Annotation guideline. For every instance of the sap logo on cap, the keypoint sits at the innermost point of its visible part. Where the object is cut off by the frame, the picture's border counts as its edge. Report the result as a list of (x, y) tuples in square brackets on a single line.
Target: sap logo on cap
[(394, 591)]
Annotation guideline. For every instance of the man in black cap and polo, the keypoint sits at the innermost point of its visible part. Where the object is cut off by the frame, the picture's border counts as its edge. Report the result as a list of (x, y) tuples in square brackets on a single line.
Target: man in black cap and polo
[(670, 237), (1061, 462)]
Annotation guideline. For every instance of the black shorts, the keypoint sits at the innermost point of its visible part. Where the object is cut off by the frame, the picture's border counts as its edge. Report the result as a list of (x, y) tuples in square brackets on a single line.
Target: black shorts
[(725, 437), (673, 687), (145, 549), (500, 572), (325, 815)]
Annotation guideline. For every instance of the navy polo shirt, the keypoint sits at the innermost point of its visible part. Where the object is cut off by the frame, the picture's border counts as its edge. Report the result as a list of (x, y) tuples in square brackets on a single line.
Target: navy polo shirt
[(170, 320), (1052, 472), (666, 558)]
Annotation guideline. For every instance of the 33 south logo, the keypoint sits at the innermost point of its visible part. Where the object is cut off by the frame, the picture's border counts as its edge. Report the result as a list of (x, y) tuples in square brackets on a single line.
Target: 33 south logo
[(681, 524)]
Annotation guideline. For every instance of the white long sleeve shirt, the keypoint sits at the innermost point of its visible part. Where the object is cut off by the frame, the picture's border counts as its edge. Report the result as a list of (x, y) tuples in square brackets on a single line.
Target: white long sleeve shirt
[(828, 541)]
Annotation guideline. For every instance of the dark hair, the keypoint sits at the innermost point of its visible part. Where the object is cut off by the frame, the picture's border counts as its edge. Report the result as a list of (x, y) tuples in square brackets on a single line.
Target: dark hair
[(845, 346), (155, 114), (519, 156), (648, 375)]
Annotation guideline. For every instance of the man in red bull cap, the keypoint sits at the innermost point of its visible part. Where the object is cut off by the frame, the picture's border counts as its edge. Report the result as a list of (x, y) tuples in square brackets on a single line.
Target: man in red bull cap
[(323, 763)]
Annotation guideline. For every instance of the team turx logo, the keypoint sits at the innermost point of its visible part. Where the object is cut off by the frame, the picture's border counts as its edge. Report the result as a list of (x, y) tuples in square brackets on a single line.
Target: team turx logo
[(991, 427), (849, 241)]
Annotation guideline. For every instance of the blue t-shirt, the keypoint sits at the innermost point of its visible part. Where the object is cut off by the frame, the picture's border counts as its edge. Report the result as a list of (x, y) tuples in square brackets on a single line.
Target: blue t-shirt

________________________

#### Exercise task:
In this exercise, repeat all entries exactly.

#### Task solution:
Annotation guideline. For every instance of the sap logo on cap, the keypoint sits at the innermost point of its visible part. Where the object is cut off by the frame, the picture's border counts as its edge. Report the result as a list of (x, y) tuples in square brackets on a single line.
Target: sap logo on cap
[(394, 591)]
Annotation guideline. For every instance of the man in black cap and polo, the keypoint sits at the innermost point of its visible part. Where the object is cut off by the frame, the picture's border counts as its edge. Report the result as a list of (x, y) tuples in square brackets on a single line.
Target: man in black cap and polo
[(670, 237), (1061, 462)]
Annotation guideline. For every instance of the black shorts, the keypoint sits at the innermost point of its visible part. Where the object is cut off by the frame, the picture's border counts as its edge. Report the result as a list of (x, y) tuples in square brackets on a single line.
Target: black shorts
[(725, 437), (673, 687), (145, 549), (500, 572), (325, 815)]
Annotation guideline. For every instance of the navy polo shirt, the keypoint sits at the innermost point of its visible part. Where the object is cut off by the frame, the picture's border counts as its edge. Report the result as a list of (x, y) tuples in square brackets on a single line.
Target: navy polo shirt
[(170, 320), (1052, 472), (666, 558)]
Annotation guideline. For every instance of the 33 south logo, the keypoint sits at the innermost point of its visible part. Where the object is cut off by the frame, the picture's border counts as its edge. Report the result as a list of (x, y) tuples in square brackets on a single line.
Target: 33 south logo
[(681, 524)]
Annotation guideline. For every instance of the white long sleeve shirt, the keypoint sits at the innermost point of its visible part. Where the object is cut off by the frame, the picture's border counts as its edge. Report the result as a list of (x, y) tuples in square brackets on a single line.
Target: white long sleeve shirt
[(828, 541)]
Annotation guideline. For every instance of the dark hair, the keypoint sits at the innermost point of its visible part. Where the object is cut off by the frame, the picture's border counts as its edge. Report the result as a list of (x, y) tuples in square brackets on a single line.
Target: dark hair
[(845, 346), (155, 114), (519, 156), (648, 375)]
Annotation guideline. For every instance of the man in red bull cap, the keypoint sits at the innermost point of its visible part. Where the object is cut off by the frame, the picture's border counts as its edge. Report the result as a list of (x, y) tuples in square brackets on a single line.
Target: man in red bull cap
[(323, 763)]
Annotation guideline. For every instance of the team turx logo, the keypoint sits at the innermost point of its visible part. Where the object is cut off by the frame, the picture's border counts as its edge. Report the result as a list of (x, y) tuples in square brackets on a single line.
Target: team turx logo
[(991, 427), (849, 241)]
Annotation guideline. For every instance of the blue t-shirt, the keypoint sits at the innermost point of its visible part. Where the object is cut off by the frame, the picture's border counts as its edge. Report the result as a list of (x, y) tuples in square brackets on a single line.
Target: blue t-shirt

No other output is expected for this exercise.